TEXTO PROPORCIONADO =>
El Cerro Pucho, Llama, Chota, Cajamarca
En un Perú saturado de turismo, en el que adentrarse en la naturaleza o viajar no es más que un simple acto de turismo convencional, con rutas delimitadas, lugares tradicionales y muchas veces marcados por la acción humana. Explorar nuevos lugares es un enorme respiro.
Llama es un pequeño pueblo en camino a la sierra nororiental y de paso obligatorio para los viajeros rumbo a Chota y Cutervo; he pasado muchas veces por la zona y en mis noches de insomnio en un autobús, casi siempre he podido observar a través de las húmedas ventanas un hermoso mar de nubes que cubre las montañas más bajas hasta el horizonte. Así que, con la esperanza de volver a ver ese colchón de nubes, emprendí el viaje.
Uno de los mejores lugares para observar el atardecer estaba camino a una comunidad llamada San Juan de Cojín. Me propuse llegar hasta dicho pueblo y subir al cerro más cercano desde donde esperaba poder observar todo el valle del río Chancay.
El viaje comenzó muy temprano por la madrugada. Y después de dos horas y media llegamos a Llama, desayunamos café y pan con delicioso queso de la zona y nos abastecimos del infaltable aguardiente para soportar la fría noche que nos esperaba. Continuamos con el viaje unos 30 minutos a San Juan de Cojín, primero por la pista y luego por una trocha en muy buen estado que desciende hasta el pequeño poblado. La neblina nos acompañó todo el trayecto y no pudimos orientarnos con facilidad, pero preguntando a las personas que nos encontramos en el camino, llegamos sin problemas.

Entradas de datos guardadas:
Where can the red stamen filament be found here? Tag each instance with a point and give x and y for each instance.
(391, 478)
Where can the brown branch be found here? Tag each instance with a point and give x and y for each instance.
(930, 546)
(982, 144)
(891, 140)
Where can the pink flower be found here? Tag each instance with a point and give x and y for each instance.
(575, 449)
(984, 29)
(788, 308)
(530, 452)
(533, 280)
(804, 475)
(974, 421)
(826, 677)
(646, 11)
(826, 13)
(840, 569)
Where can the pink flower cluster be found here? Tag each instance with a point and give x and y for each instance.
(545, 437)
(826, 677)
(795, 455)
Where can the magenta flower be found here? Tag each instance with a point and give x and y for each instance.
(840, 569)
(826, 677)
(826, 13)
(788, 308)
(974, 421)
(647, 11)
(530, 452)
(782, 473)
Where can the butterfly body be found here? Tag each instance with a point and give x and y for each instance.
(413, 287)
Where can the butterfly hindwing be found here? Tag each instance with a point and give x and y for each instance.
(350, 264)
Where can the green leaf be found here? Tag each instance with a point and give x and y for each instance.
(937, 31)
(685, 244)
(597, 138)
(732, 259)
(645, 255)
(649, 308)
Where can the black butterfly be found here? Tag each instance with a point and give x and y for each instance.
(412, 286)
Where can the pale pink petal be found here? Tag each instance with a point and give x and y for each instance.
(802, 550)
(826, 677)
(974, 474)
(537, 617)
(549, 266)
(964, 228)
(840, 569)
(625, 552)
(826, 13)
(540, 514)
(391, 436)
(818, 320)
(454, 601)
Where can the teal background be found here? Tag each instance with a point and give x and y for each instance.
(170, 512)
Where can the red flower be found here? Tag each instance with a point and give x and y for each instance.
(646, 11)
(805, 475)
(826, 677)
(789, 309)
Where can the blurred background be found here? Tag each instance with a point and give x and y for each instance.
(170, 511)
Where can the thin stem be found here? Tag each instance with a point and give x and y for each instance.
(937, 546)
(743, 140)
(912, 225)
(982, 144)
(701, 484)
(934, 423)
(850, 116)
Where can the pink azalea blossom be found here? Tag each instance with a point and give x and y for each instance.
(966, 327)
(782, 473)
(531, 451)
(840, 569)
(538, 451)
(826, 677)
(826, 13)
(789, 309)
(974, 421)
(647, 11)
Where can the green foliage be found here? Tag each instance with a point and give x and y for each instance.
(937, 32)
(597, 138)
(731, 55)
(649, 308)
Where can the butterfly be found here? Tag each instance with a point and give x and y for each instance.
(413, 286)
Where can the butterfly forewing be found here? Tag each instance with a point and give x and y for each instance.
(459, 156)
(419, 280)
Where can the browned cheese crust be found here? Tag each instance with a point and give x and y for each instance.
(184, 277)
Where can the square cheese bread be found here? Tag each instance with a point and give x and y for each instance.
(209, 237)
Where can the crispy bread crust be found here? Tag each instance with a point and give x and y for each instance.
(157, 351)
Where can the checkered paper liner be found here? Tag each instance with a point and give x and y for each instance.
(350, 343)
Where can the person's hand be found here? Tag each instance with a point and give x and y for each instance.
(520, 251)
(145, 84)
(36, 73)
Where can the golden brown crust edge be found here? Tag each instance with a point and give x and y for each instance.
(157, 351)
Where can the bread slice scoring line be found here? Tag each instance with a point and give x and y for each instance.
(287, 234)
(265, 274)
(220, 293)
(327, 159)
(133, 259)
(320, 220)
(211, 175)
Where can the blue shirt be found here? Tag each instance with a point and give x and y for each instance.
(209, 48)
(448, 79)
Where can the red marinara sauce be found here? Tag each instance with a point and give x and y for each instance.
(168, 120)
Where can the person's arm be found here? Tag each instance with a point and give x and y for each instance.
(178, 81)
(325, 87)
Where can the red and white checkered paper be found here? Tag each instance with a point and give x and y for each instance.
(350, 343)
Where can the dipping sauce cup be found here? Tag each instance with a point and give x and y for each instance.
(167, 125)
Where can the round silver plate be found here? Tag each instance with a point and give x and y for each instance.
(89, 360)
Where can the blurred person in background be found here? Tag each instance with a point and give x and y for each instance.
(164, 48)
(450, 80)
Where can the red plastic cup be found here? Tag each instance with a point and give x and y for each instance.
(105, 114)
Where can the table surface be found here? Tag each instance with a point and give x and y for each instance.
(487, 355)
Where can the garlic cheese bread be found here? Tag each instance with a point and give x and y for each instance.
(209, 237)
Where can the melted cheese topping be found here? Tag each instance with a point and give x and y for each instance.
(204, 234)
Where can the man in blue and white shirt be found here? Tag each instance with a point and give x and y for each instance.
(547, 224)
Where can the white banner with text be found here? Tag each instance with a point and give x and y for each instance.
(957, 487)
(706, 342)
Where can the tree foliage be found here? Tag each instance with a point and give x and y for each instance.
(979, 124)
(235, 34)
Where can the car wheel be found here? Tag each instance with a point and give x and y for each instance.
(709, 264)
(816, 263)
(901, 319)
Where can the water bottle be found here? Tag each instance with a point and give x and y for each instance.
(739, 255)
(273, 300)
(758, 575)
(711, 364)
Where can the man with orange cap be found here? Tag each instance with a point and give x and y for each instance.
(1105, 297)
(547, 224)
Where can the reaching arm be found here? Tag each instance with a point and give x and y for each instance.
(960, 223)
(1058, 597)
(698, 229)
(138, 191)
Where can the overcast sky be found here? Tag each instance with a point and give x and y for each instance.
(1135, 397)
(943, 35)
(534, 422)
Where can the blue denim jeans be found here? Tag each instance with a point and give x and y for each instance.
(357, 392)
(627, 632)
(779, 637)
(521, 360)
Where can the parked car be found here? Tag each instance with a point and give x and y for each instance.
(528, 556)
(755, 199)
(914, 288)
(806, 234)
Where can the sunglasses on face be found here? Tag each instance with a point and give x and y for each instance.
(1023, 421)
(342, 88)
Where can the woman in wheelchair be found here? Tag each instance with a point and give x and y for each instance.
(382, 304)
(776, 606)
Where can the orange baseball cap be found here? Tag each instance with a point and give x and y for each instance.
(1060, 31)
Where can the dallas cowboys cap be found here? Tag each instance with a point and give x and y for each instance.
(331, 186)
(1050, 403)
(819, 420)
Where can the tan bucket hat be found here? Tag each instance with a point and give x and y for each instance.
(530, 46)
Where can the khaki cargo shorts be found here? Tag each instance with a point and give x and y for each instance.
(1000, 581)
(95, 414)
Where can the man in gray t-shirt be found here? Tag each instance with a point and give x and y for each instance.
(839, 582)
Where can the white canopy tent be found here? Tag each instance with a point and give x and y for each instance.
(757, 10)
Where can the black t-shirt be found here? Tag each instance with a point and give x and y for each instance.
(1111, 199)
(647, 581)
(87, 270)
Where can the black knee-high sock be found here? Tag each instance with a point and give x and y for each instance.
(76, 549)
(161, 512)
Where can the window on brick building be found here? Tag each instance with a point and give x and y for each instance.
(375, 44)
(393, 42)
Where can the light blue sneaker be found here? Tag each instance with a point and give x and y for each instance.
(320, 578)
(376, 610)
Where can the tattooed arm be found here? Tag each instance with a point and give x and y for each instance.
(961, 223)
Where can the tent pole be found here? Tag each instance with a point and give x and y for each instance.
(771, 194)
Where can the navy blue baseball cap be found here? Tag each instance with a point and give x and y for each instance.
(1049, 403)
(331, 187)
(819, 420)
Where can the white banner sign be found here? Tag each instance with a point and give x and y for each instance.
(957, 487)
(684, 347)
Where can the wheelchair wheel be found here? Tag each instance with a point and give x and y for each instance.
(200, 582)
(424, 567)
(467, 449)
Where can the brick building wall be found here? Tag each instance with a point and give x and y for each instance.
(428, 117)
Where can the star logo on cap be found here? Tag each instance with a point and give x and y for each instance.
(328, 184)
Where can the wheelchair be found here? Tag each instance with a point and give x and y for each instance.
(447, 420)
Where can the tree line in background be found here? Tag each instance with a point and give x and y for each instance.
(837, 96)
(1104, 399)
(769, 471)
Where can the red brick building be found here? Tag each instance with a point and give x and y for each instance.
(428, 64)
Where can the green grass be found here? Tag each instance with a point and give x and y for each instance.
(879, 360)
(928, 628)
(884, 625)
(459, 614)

COMPLETA LO SIGUIENTE =>
1 > Responde a partir del texto sobre el Cerro Pucho:
(a) ¿Cuánto tiempo tardaron en llegar a Llama?
(b) ¿Qué desayunaron en Llama?
(c) ¿Qué valle esperaba observar el viajero desde el cerro?
2 > Reproduce, por favor, un fragmento del texto sobre el Cerro Pucho: empieza en las palabras "El viaje comenzó" y termina después de "llegamos sin problemas.".

RESULTADOS POR TAREA =>
1 >
(a) Dos horas y media.
(b) Café y pan con queso de la zona.
(c) El valle del río Chancay.

2 >
El viaje comenzó muy temprano por la madrugada. Y después de dos horas y media llegamos a Llama, desayunamos café y pan con delicioso queso de la zona y nos abastecimos del infaltable aguardiente para soportar la fría noche que nos esperaba. Continuamos con el viaje unos 30 minutos a San Juan de Cojín, primero por la pista y luego por una trocha en muy buen estado que desciende hasta el pequeño poblado. La neblina nos acompañó todo el trayecto y no pudimos orientarnos con facilidad, pero preguntando a las personas que nos encontramos en el camino, llegamos sin problemas.